[Prompt a] Name every attorney the court opinion lists as appearing for the respondent.

— start of Document —

STATE OF MINNESOTA IN COURT OF APPEALS
Feb 8, 2021
A20-0107 (Minn. Ct. App. Feb. 8, 2021)

Opinion

A20-0107

02-08-2021

State of Minnesota, Respondent, v. Anthony Mitchell Spry, Appellant.

Keith Ellison, Attorney General, St. Paul, Minnesota; and Michael O. Freeman, Hennepin County Attorney, Minneapolis, Minnesota; and James R. Rowader, Jr., Minneapolis City Attorney, Rebekah M. Murphy, Assistant City Attorney, Minneapolis, Minnesota (for respondent) Cathryn Middlebrook, Chief Appellate Public Defender, Christopher L. Mishek, St. Paul, Minnesota (for appellant)


This opinion is nonprecedential except as provided by Minn . R. Civ. App. P. 136.01, subd. 1(c). Affirmed
Bratvold, Judge Hennepin County District Court
File No. 27-CR-18-11092 Keith Ellison, Attorney General, St. Paul, Minnesota; and Michael O. Freeman, Hennepin County Attorney, Minneapolis, Minnesota; and James R. Rowader, Jr., Minneapolis City Attorney, Rebekah M. Murphy, Assistant City Attorney, Minneapolis, Minnesota (for respondent) Cathryn Middlebrook, Chief Appellate Public Defender, Christopher L. Mishek, St. Paul, Minnesota (for appellant) Considered and decided by Reilly, Presiding Judge; Worke, Judge; and Bratvold, Judge.

NONPRECEDENTIAL OPINION

BRATVOLD, Judge

Appellant seeks review of his final judgments of conviction, entered after a jury found him guilty of interfering with the operation of a transit vehicle, Minn. Stat. § 609.855, subd. 2(a) (2016), and trespassing on "posted" private property, Minneapolis, Minn., Code of Ordinances (MCO) § 385.380, subd. (b)(3) (2017). Appellant argues that (1) the record evidence is insufficient to support his conviction of interfering with the operation of a transit vehicle; (2) the record evidence is insufficient to support his conviction of trespass because the notice was not "posted"; and (3) during closing argument, the prosecuting attorney committed misconduct by impermissibly vouching for the officers who testified. Because the evidence is sufficient to support appellant's convictions for both offenses, and because appellant was not prejudiced by any alleged error in the prosecuting attorney's closing argument, we affirm.

— end of Document —
— start of Material provided —

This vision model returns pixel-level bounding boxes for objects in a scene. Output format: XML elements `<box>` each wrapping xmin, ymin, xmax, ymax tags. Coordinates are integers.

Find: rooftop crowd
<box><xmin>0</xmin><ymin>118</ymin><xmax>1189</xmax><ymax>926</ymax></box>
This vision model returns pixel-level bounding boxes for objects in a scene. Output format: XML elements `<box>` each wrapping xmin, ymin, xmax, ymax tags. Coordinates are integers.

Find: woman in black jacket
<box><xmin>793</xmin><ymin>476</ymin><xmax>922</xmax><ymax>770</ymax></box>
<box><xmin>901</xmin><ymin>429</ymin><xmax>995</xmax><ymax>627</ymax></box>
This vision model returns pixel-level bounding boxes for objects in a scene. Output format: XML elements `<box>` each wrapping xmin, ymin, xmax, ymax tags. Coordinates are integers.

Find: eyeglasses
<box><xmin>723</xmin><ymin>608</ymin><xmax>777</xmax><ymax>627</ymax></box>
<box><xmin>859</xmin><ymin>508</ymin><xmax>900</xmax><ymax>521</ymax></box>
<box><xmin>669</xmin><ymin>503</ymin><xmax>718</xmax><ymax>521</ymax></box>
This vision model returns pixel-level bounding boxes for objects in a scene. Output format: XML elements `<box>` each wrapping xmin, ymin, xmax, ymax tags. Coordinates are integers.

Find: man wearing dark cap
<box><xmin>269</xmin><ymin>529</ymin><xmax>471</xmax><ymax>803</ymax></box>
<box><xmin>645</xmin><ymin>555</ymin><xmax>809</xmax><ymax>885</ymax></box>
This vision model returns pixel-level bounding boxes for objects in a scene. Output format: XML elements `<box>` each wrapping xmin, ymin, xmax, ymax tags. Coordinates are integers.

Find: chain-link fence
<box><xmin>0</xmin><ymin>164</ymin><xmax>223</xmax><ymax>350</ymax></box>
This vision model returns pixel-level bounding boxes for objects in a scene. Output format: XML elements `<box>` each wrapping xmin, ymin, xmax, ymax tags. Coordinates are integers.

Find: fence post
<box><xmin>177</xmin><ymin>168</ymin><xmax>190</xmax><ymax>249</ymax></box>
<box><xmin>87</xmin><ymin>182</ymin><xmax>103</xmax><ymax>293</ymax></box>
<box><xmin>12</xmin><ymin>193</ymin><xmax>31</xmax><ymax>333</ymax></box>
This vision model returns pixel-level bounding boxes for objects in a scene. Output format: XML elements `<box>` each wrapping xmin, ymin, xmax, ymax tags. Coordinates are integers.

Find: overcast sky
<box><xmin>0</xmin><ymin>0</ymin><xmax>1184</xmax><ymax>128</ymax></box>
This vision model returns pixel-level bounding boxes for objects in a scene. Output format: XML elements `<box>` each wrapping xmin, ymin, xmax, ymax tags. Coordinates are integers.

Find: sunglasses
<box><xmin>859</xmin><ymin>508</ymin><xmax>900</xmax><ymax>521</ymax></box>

— end of Material provided —
— start of Material provided —

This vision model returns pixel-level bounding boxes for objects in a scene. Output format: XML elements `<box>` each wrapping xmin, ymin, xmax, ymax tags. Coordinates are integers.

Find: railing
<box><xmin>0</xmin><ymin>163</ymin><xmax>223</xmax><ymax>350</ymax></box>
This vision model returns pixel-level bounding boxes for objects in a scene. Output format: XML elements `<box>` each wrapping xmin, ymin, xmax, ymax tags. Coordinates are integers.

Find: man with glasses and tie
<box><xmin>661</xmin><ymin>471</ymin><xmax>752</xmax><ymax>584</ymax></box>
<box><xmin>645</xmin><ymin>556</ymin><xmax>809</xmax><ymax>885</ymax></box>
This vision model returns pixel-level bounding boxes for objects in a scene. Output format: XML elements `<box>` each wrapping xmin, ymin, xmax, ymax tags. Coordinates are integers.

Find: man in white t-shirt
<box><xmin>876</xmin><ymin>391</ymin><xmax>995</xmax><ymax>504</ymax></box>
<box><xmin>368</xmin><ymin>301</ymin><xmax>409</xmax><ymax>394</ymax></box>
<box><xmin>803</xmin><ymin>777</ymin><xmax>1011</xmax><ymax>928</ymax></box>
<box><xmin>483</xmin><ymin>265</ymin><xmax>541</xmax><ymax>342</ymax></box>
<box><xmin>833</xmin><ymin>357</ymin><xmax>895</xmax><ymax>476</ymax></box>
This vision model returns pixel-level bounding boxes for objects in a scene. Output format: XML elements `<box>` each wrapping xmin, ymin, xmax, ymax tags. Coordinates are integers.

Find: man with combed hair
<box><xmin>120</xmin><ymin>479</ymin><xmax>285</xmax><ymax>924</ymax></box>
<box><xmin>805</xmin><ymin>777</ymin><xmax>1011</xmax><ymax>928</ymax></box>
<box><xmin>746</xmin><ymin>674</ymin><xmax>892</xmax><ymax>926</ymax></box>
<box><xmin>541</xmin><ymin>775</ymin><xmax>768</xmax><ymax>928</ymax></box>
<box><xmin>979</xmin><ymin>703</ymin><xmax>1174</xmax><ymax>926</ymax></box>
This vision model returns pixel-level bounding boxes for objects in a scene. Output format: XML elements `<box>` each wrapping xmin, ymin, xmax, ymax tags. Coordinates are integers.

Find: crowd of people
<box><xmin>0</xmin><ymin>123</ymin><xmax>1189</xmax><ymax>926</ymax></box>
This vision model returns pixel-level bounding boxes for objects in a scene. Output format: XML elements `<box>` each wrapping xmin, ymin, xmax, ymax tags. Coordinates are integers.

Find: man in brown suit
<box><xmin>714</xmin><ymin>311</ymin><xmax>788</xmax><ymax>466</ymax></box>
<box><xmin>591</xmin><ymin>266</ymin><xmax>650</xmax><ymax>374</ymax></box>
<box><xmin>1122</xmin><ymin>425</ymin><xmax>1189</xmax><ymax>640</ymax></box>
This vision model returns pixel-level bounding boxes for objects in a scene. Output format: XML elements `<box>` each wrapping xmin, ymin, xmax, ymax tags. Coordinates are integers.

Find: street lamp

— end of Material provided —
— start of Material provided —

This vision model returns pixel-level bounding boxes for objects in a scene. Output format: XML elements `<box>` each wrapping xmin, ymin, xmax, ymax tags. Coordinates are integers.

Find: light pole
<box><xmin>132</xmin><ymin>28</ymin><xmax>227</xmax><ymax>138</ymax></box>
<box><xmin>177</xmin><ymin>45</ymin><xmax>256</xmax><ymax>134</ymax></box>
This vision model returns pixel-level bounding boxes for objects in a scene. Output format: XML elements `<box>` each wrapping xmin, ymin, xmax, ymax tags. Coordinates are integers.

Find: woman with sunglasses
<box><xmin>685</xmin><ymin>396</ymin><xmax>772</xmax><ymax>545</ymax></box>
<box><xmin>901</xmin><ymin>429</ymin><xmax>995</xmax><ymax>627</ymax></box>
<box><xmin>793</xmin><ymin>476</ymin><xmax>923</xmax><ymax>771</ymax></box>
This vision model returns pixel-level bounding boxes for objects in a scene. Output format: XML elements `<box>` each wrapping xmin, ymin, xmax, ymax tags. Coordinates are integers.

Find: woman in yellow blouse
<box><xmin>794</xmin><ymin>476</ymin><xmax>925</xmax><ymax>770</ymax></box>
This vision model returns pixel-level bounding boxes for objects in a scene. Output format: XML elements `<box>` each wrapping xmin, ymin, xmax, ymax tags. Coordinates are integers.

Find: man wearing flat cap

— end of Material provided —

[Prompt b] Report each line of the listing that contains the string "sunglasses".

[Right answer a] Keith Ellison, Michael O. Freeman, James R. Rowader, Jr., Rebekah M. Murphy

[Right answer b]
Find: sunglasses
Find: woman with sunglasses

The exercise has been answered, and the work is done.